> Supplied passage:
● ● ● ● ● ● ●
PROJECT SUMMARY
Isoprenoids are a diverse, ubiquitous family of molecules with limitless industrial and clinical potential. As
the largest family of secondary metabolites produced on Earth, isoprenoids also represent a fundamental
building block for life. Consistent with this, organisms from all three domains of life synthesize isoprenoids that
support critical metabolic and physiological processes. In bacteria, isoprenoids are necessary for the production
of pigments, respiratory cofactors, and essential components of the cell envelope. Obstructing production of
these molecules has devastating consequences for bacterial cells, supporting the idea that isoprenoid precursor
synthesis enzymes are therapeutic targets for the treatment of pathogenic microorganisms. Although it has been
established that numerous processes that rely on isoprenoids are required for virulence, the importance of
isoprenoid production to bacterial pathogenesis has not been directly assessed. Additionally, the mechanism(s)
by which bacteria synthesize and efficiently allocate isoprenoid precursors represent significant gaps in our
knowledge. In bacteria isoprenoids are produced via a series of condensation and elongation reactions that use
universal precursors as substrates to produce molecules of varying chain length. The reactions are catalyzed by
enzymes referred to as prenyl diphosphate synthases (PDS). A growing body of evidence supports a model
whereby short chain PDS and long chain PDS both synthesize the isoprenoid precursors used to produce the
final products. However, long chain PDS are typically essential, making it difficult to test this model. In
Staphylococcus aureus, the short chain and long chain PDS are encoded by ispA and hepT, respectively.
Notably, S. aureus ispA mutants do not produce the isoprenoid-dependent pigment staphyloxanthin, however,
production of the other isoprenoids appears to remain intact. Our preliminary data demonstrates that S. aureus
hepT mutants are viable, enabling us to determine how this long chain PDS contributes to isoprenoid production.
Additionally, we isolated staphyloxanthin-producing ispA suppressor mutants and mapped the mutations to
hepT. These data reveal for the first time that hepT plays an important role in S. aureus isoprenoid production
and allocation. We hypothesize that IspA and HepT function cooperatively to efficiently synthesize and allocate
isoprenoid precursors to maintain maximal fitness during infection. To capitalize on our preliminary data and test
our hypothesis, we will monitor the production of numerous isoprenoid-derived molecules in ispA and hepT
mutants using established genetic, biochemical, and mass spectrometry approaches. A well-defined murine
model of infection will quantify virulence of ispA and hepT mutants. Together these approaches will establish the
contributions of IspA and HepT to S. aureus isoprenoid production during infection. Completion of this work will
define the roles of IspA and HepT in an important human pathogen and validate the proteins as novel therapeutic
targets.
● ● ● ● ● ● ●
> Your tasks:
1. Does the project summary support each of these statements: (a) In S. aureus, the short chain PDS is encoded by hepT; (b) preliminary data show that S. aureus hepT mutants are viable; (c) a cell culture model will be used to quantify the virulence of ispA and hepT mutants? For each, answer yes or no and quote the deciding words.
2. What does the project summary say isoprenoids are necessary for in bacteria? List every item it gives.

Records from a data source:
● ● ● ● ● ● ●
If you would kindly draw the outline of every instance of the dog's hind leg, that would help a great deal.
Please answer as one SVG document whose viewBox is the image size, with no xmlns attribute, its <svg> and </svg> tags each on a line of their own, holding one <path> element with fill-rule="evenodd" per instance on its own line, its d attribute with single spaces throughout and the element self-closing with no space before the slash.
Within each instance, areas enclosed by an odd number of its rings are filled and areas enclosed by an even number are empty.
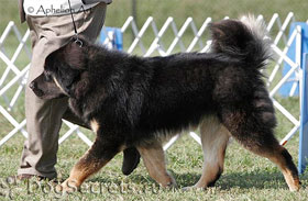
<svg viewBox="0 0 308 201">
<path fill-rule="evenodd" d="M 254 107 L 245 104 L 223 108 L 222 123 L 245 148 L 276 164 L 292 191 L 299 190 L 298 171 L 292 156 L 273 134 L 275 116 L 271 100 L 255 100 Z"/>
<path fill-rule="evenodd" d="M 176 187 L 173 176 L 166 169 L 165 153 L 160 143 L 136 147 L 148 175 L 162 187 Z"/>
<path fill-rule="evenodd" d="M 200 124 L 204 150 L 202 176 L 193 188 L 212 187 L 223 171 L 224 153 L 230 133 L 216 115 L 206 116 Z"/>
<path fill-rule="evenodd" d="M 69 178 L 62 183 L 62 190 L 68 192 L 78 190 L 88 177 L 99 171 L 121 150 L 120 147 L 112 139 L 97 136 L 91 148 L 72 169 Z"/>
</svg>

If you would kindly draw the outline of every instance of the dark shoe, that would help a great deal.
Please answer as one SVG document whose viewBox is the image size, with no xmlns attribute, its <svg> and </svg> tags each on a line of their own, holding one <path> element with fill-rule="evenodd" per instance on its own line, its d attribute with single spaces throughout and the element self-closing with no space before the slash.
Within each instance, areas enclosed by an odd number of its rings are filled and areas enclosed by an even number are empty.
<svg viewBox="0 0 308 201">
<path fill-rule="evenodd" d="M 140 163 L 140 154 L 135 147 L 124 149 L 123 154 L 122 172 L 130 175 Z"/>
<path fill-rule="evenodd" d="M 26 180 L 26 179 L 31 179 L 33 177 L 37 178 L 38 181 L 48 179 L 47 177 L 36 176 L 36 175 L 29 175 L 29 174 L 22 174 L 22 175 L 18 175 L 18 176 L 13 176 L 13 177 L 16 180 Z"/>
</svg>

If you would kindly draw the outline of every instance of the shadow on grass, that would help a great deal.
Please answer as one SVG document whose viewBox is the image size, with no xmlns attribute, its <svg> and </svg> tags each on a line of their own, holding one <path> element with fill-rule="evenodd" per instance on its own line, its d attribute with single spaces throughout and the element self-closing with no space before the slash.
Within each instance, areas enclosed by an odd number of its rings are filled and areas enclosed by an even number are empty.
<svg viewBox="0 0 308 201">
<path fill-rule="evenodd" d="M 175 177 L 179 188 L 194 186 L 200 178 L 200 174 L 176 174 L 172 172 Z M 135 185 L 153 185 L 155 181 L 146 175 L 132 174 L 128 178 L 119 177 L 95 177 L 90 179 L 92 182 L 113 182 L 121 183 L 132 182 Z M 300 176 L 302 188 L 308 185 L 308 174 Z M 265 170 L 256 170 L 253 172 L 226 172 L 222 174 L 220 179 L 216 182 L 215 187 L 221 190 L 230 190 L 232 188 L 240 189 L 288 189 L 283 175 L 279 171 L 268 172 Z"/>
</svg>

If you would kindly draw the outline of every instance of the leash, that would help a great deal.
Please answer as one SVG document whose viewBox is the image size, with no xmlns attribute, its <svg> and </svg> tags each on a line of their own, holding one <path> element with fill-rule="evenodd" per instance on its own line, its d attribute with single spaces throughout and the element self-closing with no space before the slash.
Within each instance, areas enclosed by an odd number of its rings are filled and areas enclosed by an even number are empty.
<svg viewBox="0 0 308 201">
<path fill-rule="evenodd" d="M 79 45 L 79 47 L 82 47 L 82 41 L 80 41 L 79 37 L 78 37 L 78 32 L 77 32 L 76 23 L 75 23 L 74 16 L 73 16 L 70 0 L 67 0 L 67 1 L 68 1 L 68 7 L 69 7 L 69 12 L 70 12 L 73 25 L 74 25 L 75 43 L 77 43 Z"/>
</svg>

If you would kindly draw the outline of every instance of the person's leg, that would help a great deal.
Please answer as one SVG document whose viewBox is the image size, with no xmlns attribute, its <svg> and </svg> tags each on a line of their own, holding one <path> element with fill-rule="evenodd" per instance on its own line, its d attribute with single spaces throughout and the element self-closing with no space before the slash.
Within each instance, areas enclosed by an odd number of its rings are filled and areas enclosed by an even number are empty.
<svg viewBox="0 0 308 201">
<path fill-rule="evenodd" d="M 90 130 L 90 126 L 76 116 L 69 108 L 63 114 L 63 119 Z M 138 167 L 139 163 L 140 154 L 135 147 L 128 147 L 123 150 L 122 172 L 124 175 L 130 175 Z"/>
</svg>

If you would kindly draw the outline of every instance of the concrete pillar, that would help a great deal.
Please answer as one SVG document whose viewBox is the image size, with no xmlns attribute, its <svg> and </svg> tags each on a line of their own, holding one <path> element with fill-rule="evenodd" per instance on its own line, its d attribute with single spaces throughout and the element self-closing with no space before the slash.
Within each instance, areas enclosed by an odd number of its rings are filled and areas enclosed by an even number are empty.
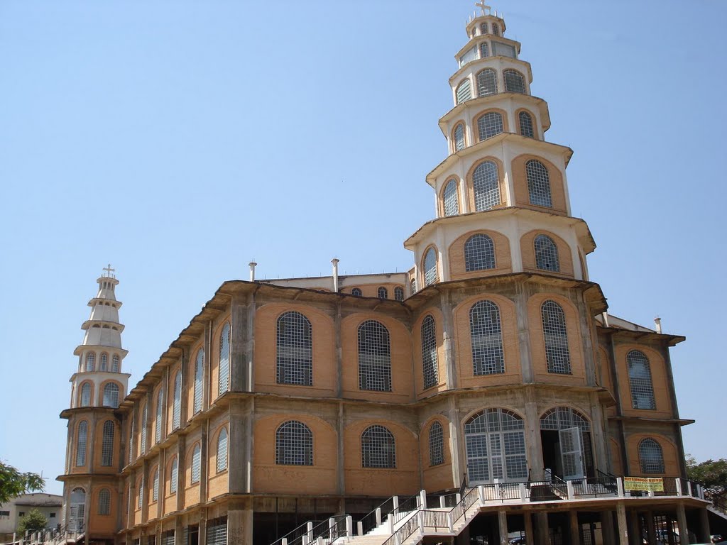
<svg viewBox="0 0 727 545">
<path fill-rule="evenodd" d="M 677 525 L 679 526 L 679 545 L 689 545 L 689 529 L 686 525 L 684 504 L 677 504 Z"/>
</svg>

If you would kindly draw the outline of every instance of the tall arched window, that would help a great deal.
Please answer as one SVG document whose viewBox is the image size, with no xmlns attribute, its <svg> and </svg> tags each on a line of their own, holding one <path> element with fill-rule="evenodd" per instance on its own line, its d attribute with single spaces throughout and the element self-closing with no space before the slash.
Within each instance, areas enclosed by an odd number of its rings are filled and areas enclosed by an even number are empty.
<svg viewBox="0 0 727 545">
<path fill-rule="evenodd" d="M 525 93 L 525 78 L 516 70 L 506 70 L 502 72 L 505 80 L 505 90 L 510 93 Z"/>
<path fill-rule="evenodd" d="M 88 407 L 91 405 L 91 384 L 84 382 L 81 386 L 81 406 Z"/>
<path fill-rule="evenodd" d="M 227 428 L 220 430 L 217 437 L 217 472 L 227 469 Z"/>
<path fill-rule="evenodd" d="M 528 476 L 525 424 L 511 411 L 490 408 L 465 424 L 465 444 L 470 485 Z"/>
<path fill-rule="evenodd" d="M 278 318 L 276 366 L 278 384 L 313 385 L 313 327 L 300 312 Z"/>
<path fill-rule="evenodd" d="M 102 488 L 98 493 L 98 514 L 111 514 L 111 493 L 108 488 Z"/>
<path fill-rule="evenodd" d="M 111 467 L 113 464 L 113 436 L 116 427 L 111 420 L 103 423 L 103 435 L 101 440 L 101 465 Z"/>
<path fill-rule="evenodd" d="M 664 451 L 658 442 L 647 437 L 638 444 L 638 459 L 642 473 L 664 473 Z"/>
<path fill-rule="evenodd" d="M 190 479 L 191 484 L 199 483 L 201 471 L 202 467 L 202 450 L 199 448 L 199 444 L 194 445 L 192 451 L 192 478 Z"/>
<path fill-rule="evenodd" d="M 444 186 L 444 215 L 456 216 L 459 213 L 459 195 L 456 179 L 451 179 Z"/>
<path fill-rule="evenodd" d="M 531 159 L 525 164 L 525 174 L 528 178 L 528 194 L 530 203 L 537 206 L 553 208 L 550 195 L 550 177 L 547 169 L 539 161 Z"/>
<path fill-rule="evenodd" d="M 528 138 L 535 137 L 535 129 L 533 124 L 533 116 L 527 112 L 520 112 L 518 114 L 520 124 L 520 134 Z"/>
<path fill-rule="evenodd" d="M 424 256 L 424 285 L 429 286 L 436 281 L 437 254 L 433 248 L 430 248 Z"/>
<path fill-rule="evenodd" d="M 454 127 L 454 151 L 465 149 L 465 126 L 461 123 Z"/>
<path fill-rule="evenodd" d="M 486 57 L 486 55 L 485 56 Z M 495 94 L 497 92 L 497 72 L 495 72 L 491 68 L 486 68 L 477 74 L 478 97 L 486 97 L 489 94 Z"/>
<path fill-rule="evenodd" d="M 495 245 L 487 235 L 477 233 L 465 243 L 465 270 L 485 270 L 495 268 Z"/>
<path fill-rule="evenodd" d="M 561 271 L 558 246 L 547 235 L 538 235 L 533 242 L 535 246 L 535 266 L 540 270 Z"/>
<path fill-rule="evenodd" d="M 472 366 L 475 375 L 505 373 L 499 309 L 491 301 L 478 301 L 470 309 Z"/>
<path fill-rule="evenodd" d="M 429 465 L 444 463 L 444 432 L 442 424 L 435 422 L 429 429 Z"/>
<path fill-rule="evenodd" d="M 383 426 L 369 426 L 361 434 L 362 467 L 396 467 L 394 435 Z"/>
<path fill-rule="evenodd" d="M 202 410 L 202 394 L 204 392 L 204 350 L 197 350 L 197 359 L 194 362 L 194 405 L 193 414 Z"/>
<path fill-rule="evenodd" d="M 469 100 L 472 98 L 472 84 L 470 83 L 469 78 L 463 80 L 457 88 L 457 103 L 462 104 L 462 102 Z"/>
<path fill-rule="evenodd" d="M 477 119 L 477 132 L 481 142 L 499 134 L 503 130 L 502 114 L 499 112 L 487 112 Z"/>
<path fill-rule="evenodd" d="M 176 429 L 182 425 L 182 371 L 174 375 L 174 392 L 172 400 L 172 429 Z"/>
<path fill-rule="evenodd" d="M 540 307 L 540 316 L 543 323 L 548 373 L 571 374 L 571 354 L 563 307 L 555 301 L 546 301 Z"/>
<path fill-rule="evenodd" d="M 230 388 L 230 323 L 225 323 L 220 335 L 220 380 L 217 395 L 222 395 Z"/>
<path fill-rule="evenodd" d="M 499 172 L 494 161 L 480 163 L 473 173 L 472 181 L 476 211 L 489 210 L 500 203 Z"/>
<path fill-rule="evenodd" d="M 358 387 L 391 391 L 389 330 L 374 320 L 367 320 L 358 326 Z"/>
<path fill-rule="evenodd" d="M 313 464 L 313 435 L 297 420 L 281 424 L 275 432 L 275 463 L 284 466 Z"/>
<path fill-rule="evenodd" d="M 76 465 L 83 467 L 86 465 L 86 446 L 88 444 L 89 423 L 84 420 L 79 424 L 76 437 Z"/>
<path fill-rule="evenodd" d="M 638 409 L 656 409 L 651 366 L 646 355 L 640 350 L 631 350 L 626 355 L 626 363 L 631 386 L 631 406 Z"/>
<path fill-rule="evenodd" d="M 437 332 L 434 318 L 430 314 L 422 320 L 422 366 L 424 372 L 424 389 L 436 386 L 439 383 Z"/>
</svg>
● ● ● ● ● ● ●
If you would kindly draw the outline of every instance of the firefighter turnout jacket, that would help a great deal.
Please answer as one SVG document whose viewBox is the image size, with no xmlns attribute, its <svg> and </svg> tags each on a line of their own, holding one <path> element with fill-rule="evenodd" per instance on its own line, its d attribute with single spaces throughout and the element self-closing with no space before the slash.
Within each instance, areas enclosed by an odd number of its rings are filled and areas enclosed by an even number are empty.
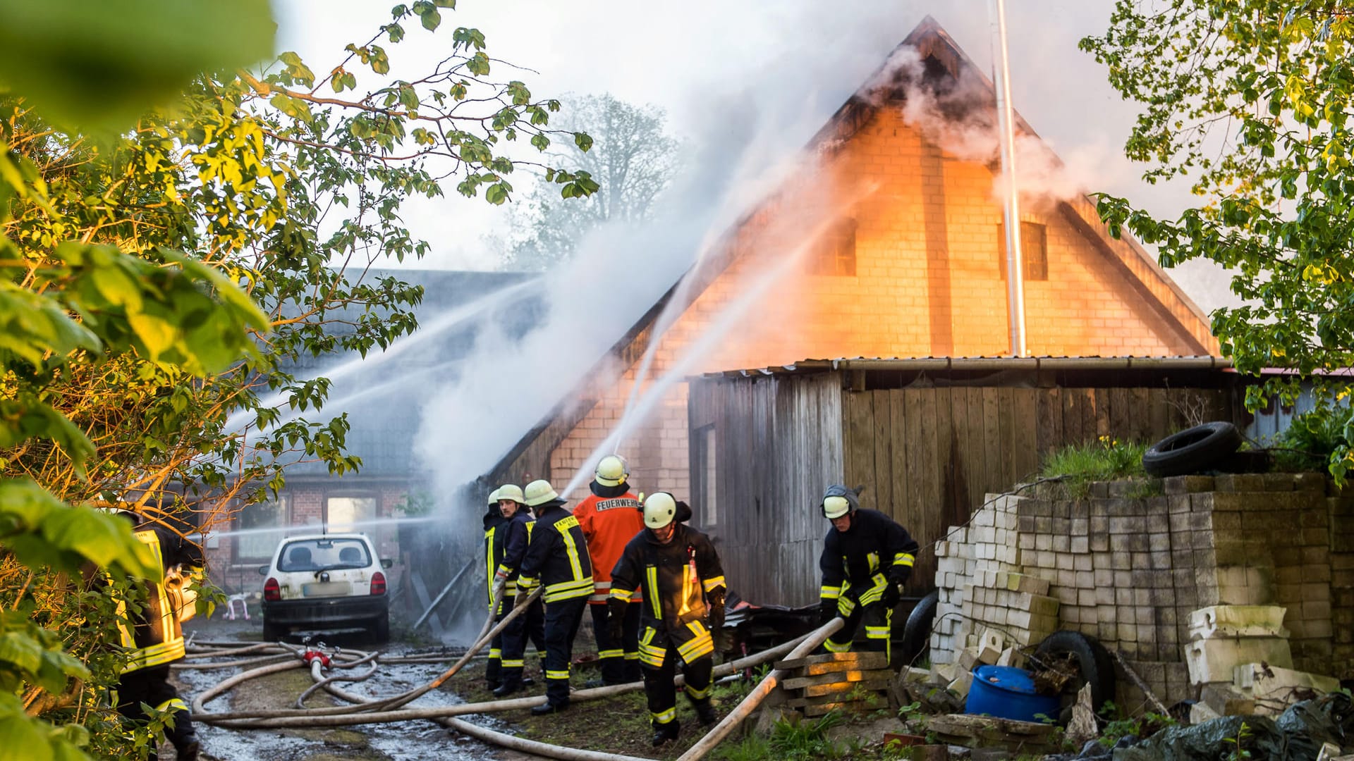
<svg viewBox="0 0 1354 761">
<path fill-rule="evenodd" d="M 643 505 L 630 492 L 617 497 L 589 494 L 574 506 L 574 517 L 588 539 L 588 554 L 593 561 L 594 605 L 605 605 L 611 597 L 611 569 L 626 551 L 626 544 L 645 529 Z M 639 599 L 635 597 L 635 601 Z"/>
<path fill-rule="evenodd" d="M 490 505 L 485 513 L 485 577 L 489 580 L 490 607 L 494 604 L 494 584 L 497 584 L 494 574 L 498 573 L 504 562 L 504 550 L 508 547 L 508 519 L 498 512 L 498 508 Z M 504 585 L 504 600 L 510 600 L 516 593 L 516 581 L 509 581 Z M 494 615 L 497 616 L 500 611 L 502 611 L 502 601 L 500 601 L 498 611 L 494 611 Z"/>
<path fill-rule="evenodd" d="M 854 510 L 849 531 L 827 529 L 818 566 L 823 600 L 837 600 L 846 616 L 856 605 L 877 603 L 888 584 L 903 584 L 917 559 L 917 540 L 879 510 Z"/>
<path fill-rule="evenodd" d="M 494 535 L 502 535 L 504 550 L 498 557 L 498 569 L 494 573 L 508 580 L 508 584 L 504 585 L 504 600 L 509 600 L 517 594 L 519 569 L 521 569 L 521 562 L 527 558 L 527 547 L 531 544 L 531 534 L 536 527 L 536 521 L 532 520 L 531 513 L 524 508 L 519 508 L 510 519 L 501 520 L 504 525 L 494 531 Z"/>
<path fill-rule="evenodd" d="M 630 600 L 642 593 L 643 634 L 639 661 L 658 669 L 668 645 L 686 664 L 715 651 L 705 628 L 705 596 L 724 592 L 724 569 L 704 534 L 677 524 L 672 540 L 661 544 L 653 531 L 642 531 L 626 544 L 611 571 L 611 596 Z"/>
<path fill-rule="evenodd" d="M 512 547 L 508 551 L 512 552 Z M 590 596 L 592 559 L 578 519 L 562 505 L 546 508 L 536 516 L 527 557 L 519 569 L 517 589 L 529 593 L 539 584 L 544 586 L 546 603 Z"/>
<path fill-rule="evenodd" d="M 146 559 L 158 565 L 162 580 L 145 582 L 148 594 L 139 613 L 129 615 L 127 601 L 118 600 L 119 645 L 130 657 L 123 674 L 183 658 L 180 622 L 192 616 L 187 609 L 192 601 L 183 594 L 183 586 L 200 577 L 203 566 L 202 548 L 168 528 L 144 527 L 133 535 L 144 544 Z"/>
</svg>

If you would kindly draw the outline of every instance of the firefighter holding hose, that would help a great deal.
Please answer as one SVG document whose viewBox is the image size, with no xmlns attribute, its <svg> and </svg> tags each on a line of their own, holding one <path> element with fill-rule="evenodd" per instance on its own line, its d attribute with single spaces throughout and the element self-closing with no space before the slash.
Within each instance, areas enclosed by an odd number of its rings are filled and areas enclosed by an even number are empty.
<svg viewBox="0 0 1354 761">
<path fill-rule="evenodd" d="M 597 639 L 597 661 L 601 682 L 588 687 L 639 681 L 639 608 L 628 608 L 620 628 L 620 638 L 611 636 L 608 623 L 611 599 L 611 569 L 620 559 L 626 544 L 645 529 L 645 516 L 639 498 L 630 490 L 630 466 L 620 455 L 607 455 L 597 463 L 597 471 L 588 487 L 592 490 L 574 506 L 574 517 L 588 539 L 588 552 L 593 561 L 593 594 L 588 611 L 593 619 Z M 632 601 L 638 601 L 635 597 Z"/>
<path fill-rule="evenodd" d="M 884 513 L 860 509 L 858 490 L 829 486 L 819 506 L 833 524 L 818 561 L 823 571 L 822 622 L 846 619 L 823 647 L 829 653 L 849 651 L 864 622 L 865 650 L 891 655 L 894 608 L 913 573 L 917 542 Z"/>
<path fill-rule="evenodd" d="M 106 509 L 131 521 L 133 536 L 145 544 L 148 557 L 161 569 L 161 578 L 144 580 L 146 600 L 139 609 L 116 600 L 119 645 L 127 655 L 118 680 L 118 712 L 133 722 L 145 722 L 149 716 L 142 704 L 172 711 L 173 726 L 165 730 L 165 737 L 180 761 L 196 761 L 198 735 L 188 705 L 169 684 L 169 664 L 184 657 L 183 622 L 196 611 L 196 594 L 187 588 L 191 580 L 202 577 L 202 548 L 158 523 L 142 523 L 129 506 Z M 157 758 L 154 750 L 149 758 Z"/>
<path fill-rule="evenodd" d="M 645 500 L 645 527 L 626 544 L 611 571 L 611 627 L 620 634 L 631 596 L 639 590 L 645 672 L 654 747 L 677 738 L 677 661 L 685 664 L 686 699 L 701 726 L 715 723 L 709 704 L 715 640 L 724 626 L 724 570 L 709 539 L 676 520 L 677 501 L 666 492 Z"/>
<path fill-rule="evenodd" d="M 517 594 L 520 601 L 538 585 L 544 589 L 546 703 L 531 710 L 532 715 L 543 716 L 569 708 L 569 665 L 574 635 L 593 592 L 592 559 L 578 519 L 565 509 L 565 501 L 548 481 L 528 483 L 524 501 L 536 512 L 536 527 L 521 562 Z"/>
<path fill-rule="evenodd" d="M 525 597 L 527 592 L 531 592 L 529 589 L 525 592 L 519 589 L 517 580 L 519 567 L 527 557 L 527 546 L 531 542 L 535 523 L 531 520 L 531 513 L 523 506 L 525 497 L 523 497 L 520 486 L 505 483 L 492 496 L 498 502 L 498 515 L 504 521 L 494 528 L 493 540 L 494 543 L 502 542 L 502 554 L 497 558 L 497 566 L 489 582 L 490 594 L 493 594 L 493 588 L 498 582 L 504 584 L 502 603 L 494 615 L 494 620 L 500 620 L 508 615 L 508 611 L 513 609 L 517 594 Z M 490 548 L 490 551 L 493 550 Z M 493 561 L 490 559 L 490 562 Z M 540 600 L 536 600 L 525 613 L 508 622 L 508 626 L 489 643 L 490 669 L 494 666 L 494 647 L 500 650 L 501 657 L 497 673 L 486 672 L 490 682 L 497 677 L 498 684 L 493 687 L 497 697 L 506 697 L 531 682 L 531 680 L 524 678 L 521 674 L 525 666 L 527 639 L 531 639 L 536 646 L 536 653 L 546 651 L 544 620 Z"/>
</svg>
● ● ● ● ● ● ●
> Solutions by task:
1.
(a) No: "the short chain and long chain PDS are encoded by ispA and hepT, respectively"
(b) Yes: "Our preliminary data demonstrates that S. aureus hepT mutants are viable"
(c) No: "A well-defined murine model of infection will quantify virulence of ispA and hepT mutants"

2.
- the production of pigments
- respiratory cofactors
- essential components of the cell envelope